**Your goal:**
Would you copy exactly the lines in the data below from the one that has "Locate the floodwater." through the one that has "yellow cheese wedge.", dropping any pictures?

**Records shown:**
------------------------------------
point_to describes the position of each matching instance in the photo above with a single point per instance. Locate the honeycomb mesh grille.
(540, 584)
------------------------------------
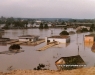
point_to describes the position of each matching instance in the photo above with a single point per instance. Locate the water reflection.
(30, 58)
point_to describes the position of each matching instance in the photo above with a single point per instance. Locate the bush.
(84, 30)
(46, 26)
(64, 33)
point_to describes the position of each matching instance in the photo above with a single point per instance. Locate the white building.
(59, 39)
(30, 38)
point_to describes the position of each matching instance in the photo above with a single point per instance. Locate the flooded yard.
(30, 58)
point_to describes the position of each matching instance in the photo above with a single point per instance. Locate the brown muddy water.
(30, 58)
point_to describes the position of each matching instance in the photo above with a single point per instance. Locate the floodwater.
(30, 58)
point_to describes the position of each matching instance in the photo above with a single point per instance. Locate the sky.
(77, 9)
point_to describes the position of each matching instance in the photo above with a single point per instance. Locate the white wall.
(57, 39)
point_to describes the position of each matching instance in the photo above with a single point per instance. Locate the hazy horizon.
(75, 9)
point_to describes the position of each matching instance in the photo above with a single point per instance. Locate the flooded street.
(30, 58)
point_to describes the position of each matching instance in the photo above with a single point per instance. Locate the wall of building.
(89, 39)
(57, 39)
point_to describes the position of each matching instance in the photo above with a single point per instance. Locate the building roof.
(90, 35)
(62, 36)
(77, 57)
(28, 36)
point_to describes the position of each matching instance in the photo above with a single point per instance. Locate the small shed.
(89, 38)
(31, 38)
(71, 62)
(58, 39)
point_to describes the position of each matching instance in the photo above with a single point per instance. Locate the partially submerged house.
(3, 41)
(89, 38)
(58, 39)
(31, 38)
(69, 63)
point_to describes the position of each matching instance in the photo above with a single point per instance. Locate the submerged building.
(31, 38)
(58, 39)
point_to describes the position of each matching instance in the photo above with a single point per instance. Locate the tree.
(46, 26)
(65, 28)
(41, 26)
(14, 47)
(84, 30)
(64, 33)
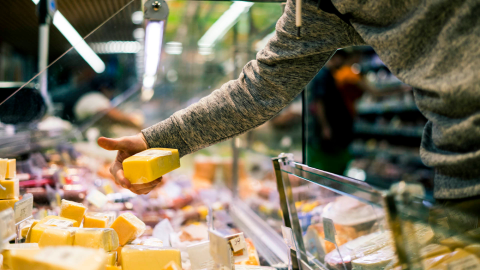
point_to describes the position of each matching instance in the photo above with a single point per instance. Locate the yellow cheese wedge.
------------------------------------
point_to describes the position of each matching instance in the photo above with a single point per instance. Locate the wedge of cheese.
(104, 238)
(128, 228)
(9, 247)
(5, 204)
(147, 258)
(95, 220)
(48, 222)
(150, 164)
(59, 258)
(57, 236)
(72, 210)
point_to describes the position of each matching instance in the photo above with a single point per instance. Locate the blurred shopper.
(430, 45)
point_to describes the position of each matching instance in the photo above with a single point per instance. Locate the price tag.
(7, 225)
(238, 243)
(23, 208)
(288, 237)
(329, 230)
------------------------------------
**Response below:**
point_to describes the position of each matching instance in the photo above with a single point per instance. Locate the floodwater.
(30, 58)
point_to describes the position of each matching instance in the photo above with a single point per instance. Locate the sky.
(77, 9)
point_to describes the position of each matching instance in the photo above with a single point per instance. Locate the white wall.
(57, 39)
point_to describes the position of each matching instance in the photo above with a single point per instance. Locate the hazy horizon.
(75, 9)
point_to describes the position of each matching instance in the photo above with a single point per instance. Locate the flooded street.
(30, 58)
point_to describes the position of each matching instance in the photo above with a single point per instance. Locate the wall of building.
(89, 39)
(57, 39)
point_to describes the position of each matching instance in the photo above with a single point per instance. Locate the building roof.
(90, 35)
(62, 36)
(77, 57)
(28, 36)
point_to describes the position of each matching instance in the photo above with a single point per instance. Locate the small shed.
(89, 38)
(31, 38)
(71, 62)
(58, 39)
point_to describes the position of each matching instance in the photo above with a single point per instance. Locate the partially submerged house.
(3, 41)
(89, 38)
(58, 39)
(31, 38)
(69, 63)
point_to describes the position of each matching instance in the photo above with a single point per instance. Locate the submerged building.
(31, 38)
(58, 39)
point_to describes the position of each matching instance in the photo above with a single point per instance. Locate the tree.
(46, 26)
(65, 28)
(41, 26)
(14, 47)
(84, 30)
(64, 33)
point_to describes the position of each matching instance in the photo above with a single point per instance. Locate the yellow cheese wedge.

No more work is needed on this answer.